• Problem statement:
Find each row below that contains the word "pile", and copy those rows in full.

• Material for this task:
────

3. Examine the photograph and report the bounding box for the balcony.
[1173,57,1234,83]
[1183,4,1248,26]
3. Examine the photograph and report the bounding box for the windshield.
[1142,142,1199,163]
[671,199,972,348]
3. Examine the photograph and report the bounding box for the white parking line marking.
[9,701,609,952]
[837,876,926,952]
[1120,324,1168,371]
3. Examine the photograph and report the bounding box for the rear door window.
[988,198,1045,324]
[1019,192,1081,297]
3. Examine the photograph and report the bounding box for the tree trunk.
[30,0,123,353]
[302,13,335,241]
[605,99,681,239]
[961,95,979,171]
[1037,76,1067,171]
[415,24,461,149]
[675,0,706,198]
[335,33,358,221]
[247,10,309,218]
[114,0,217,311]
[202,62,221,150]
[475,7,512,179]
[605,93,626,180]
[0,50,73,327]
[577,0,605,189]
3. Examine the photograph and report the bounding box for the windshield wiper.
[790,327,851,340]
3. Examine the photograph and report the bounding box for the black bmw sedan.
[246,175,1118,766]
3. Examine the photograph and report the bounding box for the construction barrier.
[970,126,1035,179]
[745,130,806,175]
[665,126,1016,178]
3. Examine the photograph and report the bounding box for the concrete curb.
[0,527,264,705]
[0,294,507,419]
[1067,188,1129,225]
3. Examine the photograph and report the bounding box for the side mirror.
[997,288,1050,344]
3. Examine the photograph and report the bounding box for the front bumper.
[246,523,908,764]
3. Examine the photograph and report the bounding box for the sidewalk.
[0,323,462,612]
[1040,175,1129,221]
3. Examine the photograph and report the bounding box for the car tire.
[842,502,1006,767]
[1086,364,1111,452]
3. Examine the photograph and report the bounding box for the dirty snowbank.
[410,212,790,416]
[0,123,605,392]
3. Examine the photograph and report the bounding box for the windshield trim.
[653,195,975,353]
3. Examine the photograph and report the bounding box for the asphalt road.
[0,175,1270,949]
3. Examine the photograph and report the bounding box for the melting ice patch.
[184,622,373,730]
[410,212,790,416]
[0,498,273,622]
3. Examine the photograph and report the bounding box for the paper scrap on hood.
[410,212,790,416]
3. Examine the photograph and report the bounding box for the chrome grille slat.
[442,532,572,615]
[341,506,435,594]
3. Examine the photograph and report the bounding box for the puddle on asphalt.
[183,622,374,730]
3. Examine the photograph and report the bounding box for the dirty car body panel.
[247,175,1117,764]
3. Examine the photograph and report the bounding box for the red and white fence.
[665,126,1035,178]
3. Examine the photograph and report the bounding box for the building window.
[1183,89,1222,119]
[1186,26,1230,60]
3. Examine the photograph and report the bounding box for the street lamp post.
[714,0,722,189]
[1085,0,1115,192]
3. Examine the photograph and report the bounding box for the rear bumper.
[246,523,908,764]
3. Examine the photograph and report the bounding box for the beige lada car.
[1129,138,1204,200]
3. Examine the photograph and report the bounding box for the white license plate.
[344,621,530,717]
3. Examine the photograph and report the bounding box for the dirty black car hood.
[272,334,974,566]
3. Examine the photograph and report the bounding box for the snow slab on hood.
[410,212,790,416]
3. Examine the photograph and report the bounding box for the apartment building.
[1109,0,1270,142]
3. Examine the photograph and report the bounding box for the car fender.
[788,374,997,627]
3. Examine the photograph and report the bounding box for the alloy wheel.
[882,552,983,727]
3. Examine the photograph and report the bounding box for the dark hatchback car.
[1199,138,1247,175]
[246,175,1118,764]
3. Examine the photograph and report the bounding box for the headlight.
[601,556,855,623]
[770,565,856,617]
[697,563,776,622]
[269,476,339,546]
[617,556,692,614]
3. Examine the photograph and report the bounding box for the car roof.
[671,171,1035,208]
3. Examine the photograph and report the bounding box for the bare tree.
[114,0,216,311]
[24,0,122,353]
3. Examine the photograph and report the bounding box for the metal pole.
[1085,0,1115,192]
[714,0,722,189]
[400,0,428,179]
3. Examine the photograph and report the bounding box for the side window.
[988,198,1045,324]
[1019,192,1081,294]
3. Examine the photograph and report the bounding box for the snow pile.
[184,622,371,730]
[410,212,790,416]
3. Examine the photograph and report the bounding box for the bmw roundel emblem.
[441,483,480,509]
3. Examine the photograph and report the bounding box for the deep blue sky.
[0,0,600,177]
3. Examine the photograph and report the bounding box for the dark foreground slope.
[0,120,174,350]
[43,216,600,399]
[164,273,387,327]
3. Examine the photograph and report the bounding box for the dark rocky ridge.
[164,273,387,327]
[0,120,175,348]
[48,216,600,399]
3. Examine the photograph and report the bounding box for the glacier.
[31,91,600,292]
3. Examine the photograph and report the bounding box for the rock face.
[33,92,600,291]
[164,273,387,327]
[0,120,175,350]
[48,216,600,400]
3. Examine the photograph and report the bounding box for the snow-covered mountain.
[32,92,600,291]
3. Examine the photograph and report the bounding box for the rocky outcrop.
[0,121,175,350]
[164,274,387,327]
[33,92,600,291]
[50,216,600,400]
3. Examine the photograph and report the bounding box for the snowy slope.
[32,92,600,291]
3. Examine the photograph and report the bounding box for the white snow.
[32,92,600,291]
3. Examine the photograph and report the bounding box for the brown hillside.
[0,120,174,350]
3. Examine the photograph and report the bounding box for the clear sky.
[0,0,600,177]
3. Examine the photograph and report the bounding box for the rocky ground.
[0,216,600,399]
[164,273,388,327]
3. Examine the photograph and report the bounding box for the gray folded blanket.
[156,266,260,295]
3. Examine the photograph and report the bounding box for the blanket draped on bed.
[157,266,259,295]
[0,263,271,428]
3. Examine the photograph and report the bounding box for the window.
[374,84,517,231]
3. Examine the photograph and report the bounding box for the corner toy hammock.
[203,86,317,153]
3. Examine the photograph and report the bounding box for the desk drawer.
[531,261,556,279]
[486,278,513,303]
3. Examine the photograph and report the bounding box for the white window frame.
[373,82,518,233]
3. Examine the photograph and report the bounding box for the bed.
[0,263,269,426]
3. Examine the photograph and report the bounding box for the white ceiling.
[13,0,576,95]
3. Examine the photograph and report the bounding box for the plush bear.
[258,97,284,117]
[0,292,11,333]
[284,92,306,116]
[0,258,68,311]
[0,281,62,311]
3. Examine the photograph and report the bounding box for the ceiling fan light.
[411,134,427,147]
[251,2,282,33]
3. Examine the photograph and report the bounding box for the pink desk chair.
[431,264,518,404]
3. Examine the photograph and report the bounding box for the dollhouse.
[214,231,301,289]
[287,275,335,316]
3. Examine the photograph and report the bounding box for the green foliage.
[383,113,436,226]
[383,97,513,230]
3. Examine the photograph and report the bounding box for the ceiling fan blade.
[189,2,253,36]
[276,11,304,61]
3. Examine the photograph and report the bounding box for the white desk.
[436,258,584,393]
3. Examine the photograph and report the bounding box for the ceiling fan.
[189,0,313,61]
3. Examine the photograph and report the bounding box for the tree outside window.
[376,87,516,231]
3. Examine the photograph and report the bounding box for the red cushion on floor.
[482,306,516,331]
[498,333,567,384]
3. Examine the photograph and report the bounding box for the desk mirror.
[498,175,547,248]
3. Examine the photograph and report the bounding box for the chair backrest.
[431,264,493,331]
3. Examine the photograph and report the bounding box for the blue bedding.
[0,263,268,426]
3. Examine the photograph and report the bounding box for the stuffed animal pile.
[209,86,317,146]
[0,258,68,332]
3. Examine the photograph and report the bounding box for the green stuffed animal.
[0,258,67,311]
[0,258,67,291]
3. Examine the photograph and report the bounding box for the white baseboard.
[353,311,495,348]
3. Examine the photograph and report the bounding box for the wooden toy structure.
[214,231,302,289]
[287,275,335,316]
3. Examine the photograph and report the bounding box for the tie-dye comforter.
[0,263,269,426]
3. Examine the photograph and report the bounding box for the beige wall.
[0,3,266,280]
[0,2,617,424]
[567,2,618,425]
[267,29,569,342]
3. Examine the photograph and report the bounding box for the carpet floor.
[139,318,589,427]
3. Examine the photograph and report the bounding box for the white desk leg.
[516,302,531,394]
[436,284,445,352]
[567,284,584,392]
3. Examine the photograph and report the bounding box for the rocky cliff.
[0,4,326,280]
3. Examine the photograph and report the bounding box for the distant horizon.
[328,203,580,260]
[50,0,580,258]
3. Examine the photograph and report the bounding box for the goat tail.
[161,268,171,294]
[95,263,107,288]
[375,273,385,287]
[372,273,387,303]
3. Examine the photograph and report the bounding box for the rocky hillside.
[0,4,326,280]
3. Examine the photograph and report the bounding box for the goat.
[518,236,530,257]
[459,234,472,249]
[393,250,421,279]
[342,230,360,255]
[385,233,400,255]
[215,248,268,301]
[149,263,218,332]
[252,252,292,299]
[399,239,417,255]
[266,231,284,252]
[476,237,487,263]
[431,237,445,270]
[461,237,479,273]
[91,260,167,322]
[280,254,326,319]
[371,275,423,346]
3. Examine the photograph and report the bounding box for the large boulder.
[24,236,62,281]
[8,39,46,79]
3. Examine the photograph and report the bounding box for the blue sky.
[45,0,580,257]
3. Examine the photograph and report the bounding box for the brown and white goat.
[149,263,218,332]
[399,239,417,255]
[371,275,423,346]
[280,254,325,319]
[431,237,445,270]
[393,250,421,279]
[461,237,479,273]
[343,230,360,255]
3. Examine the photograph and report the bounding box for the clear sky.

────

• Final result:
3. Examine the photograph and report the bounding box for the snow pile.
3. Examine the photograph and report the bounding box for the stuffed animal pile.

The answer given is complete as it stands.